Dataset records

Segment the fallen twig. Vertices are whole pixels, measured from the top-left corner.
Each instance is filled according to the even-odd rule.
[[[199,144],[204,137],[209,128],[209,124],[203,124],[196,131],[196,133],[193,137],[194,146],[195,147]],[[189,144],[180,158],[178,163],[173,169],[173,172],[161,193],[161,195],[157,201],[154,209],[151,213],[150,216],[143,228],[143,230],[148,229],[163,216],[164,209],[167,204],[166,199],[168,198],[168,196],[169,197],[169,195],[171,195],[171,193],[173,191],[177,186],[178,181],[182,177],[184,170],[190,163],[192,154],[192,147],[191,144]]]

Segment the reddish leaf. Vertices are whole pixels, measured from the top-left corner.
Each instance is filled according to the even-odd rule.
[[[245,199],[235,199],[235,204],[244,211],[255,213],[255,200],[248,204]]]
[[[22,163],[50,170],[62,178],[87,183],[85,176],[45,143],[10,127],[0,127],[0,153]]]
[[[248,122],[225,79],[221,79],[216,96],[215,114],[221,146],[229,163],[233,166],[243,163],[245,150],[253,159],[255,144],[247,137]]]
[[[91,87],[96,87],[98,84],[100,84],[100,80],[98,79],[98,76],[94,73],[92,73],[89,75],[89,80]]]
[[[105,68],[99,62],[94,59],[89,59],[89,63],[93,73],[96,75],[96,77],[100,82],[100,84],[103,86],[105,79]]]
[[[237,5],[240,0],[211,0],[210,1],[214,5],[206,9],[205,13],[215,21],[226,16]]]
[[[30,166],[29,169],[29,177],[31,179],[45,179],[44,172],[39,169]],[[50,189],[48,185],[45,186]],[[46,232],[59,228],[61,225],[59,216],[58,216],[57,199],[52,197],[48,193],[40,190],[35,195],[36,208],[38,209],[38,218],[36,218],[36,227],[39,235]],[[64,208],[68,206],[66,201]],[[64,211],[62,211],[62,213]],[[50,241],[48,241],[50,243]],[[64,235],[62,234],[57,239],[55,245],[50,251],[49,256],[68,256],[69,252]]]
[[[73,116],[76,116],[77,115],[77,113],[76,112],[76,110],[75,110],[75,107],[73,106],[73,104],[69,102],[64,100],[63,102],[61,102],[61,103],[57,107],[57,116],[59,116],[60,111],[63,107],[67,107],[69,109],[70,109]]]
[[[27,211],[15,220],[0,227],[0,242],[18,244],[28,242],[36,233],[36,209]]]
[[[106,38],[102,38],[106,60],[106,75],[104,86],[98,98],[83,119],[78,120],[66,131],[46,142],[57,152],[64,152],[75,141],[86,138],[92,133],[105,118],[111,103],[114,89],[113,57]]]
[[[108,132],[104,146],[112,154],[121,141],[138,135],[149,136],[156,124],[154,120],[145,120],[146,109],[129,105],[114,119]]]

▶ Job
Copy every line of the rows above verbatim.

▶ Answer to this exercise
Segment the fallen twig. Vertices are whole pixels, measured from the top-left corner.
Each instance is filled according to the even-odd rule.
[[[199,144],[204,137],[209,128],[209,124],[203,124],[196,131],[196,133],[193,137],[194,146],[195,147]],[[189,144],[180,158],[178,163],[173,169],[173,172],[161,193],[161,195],[157,201],[154,209],[151,213],[150,216],[143,228],[143,230],[148,229],[163,216],[164,209],[167,204],[166,199],[168,198],[168,196],[169,197],[169,195],[171,195],[171,193],[173,191],[177,186],[178,181],[182,177],[184,170],[190,163],[192,154],[192,147],[191,144]]]

Segment the reddish leaf. Vertices are whole pixels, measured from the top-left corner.
Each instance is filled according to the even-odd rule.
[[[245,199],[235,199],[235,204],[244,211],[255,213],[255,200],[248,204]]]
[[[22,163],[50,170],[62,178],[87,183],[85,176],[45,143],[10,127],[0,127],[0,153]]]
[[[248,122],[225,79],[221,79],[216,96],[215,114],[221,146],[229,163],[233,166],[243,163],[245,150],[253,159],[255,144],[247,137]]]
[[[91,87],[96,87],[98,84],[100,84],[100,80],[98,79],[98,76],[94,73],[92,73],[89,75],[89,80]]]
[[[105,68],[99,62],[94,59],[89,59],[89,63],[93,73],[96,75],[96,77],[100,82],[100,84],[103,86],[105,79]]]
[[[237,5],[240,0],[211,0],[210,1],[214,5],[206,9],[205,13],[215,21],[226,16]]]
[[[30,166],[29,169],[29,177],[31,179],[45,179],[44,172],[39,169]],[[50,189],[48,185],[45,186]],[[46,232],[59,228],[61,225],[59,216],[58,216],[57,199],[52,197],[48,193],[40,190],[35,195],[36,208],[38,209],[38,218],[36,218],[36,227],[39,235]],[[64,208],[68,206],[66,201]],[[64,211],[62,211],[62,213]],[[50,241],[48,241],[50,243]],[[64,235],[62,234],[57,239],[55,245],[50,251],[49,256],[68,256],[69,252]]]
[[[73,116],[76,116],[77,115],[77,113],[76,112],[76,110],[75,110],[75,107],[73,106],[73,104],[69,102],[64,100],[63,102],[61,102],[61,103],[57,107],[57,116],[59,116],[60,111],[63,107],[67,107],[69,109],[70,109]]]
[[[27,211],[15,220],[0,227],[0,242],[18,244],[28,242],[36,233],[36,209]]]
[[[106,38],[102,38],[106,60],[106,75],[104,86],[98,98],[83,119],[78,120],[66,131],[46,142],[57,152],[64,152],[75,141],[86,138],[92,133],[105,118],[111,103],[114,89],[113,57]]]
[[[108,132],[104,146],[112,154],[121,141],[138,135],[149,136],[156,124],[154,120],[145,120],[146,109],[129,105],[114,119]]]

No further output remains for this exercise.